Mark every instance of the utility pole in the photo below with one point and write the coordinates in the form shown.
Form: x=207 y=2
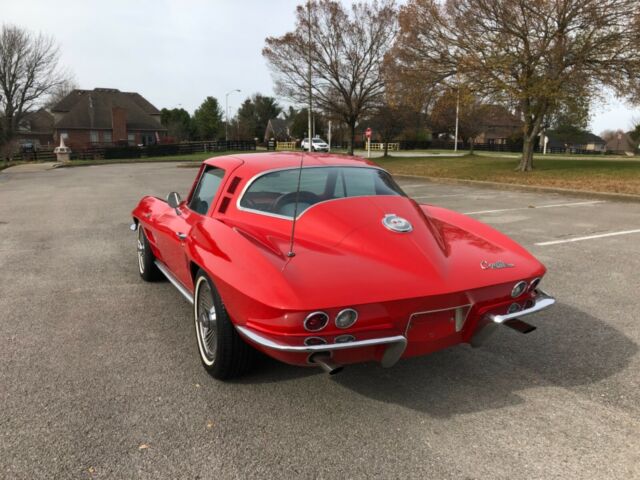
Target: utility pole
x=226 y=108
x=455 y=146
x=309 y=77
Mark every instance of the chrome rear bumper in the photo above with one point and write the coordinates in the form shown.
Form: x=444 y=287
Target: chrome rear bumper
x=397 y=344
x=395 y=349
x=542 y=301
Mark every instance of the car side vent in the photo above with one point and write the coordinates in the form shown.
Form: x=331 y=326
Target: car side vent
x=224 y=204
x=233 y=185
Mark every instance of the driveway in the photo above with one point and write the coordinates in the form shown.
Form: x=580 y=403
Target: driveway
x=100 y=377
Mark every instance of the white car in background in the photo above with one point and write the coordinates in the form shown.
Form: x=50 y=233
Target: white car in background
x=317 y=145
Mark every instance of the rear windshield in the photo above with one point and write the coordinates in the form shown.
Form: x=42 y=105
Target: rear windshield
x=275 y=192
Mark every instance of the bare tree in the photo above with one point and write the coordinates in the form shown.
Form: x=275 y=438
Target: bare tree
x=29 y=71
x=347 y=49
x=534 y=54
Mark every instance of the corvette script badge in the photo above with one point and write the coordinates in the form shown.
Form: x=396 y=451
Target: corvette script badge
x=495 y=266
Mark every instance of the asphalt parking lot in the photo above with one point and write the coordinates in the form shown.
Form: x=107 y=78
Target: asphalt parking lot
x=100 y=377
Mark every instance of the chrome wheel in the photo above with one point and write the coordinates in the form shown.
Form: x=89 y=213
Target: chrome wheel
x=141 y=249
x=206 y=321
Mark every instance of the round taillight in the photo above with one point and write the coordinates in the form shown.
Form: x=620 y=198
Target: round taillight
x=316 y=321
x=309 y=341
x=514 y=307
x=346 y=318
x=519 y=289
x=534 y=284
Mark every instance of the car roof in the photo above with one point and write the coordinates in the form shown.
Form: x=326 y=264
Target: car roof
x=254 y=163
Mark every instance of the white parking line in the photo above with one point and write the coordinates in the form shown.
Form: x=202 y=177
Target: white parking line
x=536 y=207
x=590 y=237
x=440 y=196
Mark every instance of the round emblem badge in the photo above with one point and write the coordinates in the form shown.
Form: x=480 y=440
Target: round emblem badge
x=396 y=223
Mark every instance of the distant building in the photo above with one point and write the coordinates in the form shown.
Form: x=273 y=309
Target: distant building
x=574 y=142
x=621 y=143
x=498 y=125
x=278 y=129
x=35 y=130
x=106 y=116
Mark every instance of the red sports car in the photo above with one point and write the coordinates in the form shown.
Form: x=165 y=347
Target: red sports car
x=323 y=260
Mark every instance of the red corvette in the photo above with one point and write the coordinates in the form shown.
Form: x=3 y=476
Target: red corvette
x=323 y=260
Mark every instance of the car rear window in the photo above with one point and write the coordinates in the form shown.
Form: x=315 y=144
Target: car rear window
x=275 y=193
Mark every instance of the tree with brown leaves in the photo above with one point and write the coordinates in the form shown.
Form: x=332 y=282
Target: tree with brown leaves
x=29 y=72
x=532 y=54
x=347 y=48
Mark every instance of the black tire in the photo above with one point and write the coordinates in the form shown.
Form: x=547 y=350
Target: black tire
x=223 y=353
x=146 y=259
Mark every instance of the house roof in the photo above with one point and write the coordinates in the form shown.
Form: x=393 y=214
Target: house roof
x=278 y=127
x=92 y=109
x=621 y=142
x=40 y=122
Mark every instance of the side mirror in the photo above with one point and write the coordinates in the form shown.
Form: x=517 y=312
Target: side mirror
x=174 y=200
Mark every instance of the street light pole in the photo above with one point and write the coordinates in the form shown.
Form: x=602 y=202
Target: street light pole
x=455 y=148
x=226 y=109
x=310 y=142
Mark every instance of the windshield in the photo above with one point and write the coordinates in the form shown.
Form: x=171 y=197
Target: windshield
x=275 y=192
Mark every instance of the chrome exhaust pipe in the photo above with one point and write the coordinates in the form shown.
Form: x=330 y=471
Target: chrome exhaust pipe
x=323 y=360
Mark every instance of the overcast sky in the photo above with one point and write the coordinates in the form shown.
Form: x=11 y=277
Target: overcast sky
x=176 y=53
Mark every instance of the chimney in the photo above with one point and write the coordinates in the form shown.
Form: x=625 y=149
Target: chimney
x=119 y=124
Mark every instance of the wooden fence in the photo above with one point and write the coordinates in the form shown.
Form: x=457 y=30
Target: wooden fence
x=380 y=146
x=285 y=145
x=125 y=152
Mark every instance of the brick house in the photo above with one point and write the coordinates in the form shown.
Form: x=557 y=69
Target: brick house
x=498 y=125
x=106 y=116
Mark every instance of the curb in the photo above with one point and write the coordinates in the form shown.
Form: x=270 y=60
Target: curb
x=621 y=197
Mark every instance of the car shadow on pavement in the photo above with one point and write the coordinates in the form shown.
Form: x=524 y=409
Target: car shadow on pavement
x=569 y=349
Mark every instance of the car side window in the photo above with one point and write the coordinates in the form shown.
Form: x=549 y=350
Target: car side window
x=206 y=190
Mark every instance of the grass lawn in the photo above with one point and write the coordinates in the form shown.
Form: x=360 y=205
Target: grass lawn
x=607 y=175
x=192 y=157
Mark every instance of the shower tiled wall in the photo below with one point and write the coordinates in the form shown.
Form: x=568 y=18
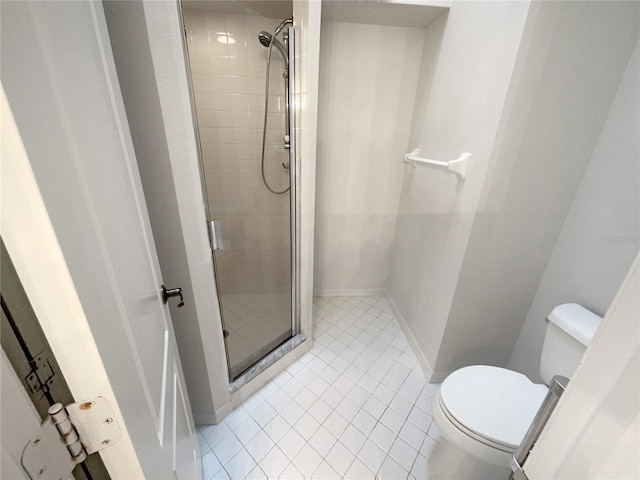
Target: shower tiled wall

→ **DIRECTIONS FOR THIS TASK**
Repeat the material above verbatim. Leave the pictures behind.

→ **RESULT OF THE EXERCISE**
Mark every instance of the utility pole in the photo below with one point and write the coordinates in the form shown.
Form: x=207 y=2
Target: utility pole
x=226 y=108
x=455 y=146
x=309 y=77
Mark every instance of the chrome rear bumper in the photo above with one point and write the coordinates in the form shown.
Form: x=444 y=287
Target: chrome rear bumper
x=397 y=344
x=395 y=349
x=542 y=301
Mark every instance of the car side vent in the photo above with one point and write the coordinates in the form shown.
Form: x=331 y=326
Target: car side vent
x=224 y=204
x=233 y=185
Mark every instance of the driveway in the photo above with one point and write the coordinates in the form shown.
Form: x=580 y=403
Target: driveway
x=100 y=377
Mark every instance of the white car in background in the photo above with one point and write the coordinates in the form shown.
Form: x=50 y=233
Target: white car in background
x=317 y=145
Mark every instance of the rear windshield in the photo above with one point and write the coordinates in the form shown.
Form: x=42 y=105
Target: rear windshield
x=275 y=192
Mark every instance of the bare tree in the photo above with one point and write the coordinates in the form shown.
Form: x=275 y=438
Target: bare tree
x=29 y=71
x=347 y=49
x=534 y=54
Mark every instance of the corvette script badge in the photo above with one point and write the coordinates in the form shown.
Form: x=396 y=451
Target: corvette script badge
x=495 y=266
Mark every instance of the asphalt parking lot in the photo above with one point and write the coordinates in the form shown.
Form: x=107 y=78
Target: asphalt parking lot
x=100 y=377
Mark every instance of the chrome wheel in the photo above with one point and write the coordinates in the form shown.
Form: x=89 y=213
Target: chrome wheel
x=141 y=249
x=206 y=321
Mark every instance of the round taillight in the photo above with one point and write the coordinates in the form shown.
Form: x=620 y=198
Target: round taillight
x=316 y=321
x=309 y=341
x=514 y=307
x=346 y=318
x=519 y=289
x=534 y=284
Mark every instance of the car roof in the photo above with one point and write the coordinates in the form shown.
Form: x=326 y=264
Target: car roof
x=254 y=163
Mark every instance of the white parking line in the photo above with one point and write the coordinates in the form shown.
Form: x=202 y=177
Target: white parking line
x=536 y=207
x=590 y=237
x=440 y=196
Mark every instance of the round emblem badge in the photo above with one point and write the coordinates in the form shown.
Form: x=480 y=440
Target: round emblem badge
x=396 y=223
Mark every instance of the distant building in the photo above with one point and write the coordinates in the form shown.
Form: x=273 y=309
Target: distant building
x=574 y=142
x=621 y=143
x=498 y=125
x=278 y=129
x=35 y=130
x=106 y=116
Mark every instance of the red sports car in the photo above with one point and write the coordinates in the form shown.
Form: x=165 y=347
Target: red sports car
x=323 y=260
Mark every instance of the red corvette in the photo above with one point and write the coordinates in the form shown.
Form: x=3 y=476
Target: red corvette
x=323 y=260
Mark every instance of the car rear window in the photo above with one point and write the coordinates in the form shown.
Form: x=315 y=144
Target: car rear window
x=275 y=193
Mark every instance of the tree with brown leaves in the photo above with one point and write the coordinates in the form shown.
Form: x=332 y=282
Target: tree with brown leaves
x=29 y=72
x=532 y=54
x=347 y=48
Mark every instance of the black tire in the photo above with one point and write the coordinates in the form shown.
Form: x=547 y=350
Target: black tire
x=223 y=353
x=146 y=259
Mark every instance of the house roof in the photo above with one point and write the coordinates in the form shown.
Form: x=393 y=214
Target: house roof
x=278 y=127
x=92 y=109
x=621 y=142
x=40 y=122
Mark every instance of the side mirror in the photo above with one point and write the coordinates in the form shown.
Form: x=517 y=312
Target: side mirror
x=174 y=200
Mark every instance of the street light pole in the photo above with one point and write the coordinates in the form shown.
Form: x=602 y=202
Target: street light pole
x=455 y=148
x=226 y=109
x=310 y=142
Mark every instance of the windshield in the photo above with one point and write the coordinates in the form shown.
Form: x=171 y=197
Target: windshield
x=275 y=192
Mark every instance of the chrome exhaust pipe in the photo above with one point and write the coordinates in the form shown.
Form: x=330 y=471
Target: chrome exhaust pipe
x=323 y=360
Mark every instance of the overcast sky in the photo above with one point and write the coordinates in the form shown.
Form: x=11 y=277
Target: overcast sky
x=176 y=53
Mark every instance of the chimney in the photo above with one point and write the coordinates in the form shown.
Form: x=625 y=149
Target: chimney
x=119 y=124
Mark every instance of the wooden fence in the photo above with one point and write the coordinates in the form shown.
Form: x=457 y=30
Target: wooden fence
x=380 y=146
x=285 y=145
x=125 y=152
Mark every instance of the brick house in the photo above with one point and write the coordinates in the form shown.
Form: x=557 y=69
Target: brick house
x=498 y=125
x=106 y=116
Mark every instance of the curb in the photo above with one point and write the coordinates in the form shown.
Form: x=270 y=60
Target: curb
x=621 y=197
Mark every instance of the car shadow on pavement in the photo above with one point and write the coordinates in the form shown.
Form: x=524 y=409
Target: car shadow on pavement
x=569 y=349
Mark every instance of the car side window in the photo above with one point and write the coordinates in the form shown.
Form: x=549 y=350
Target: car side window
x=206 y=190
Mark every instance of the grass lawn in the photo above with one point and write the coordinates in the form shown.
Form: x=360 y=205
Target: grass lawn
x=607 y=175
x=192 y=157
Mark every instance of the shower tiled wall in the photo below with one point and write the coordinates in the form shown.
Form: x=568 y=18
Target: shower tiled wall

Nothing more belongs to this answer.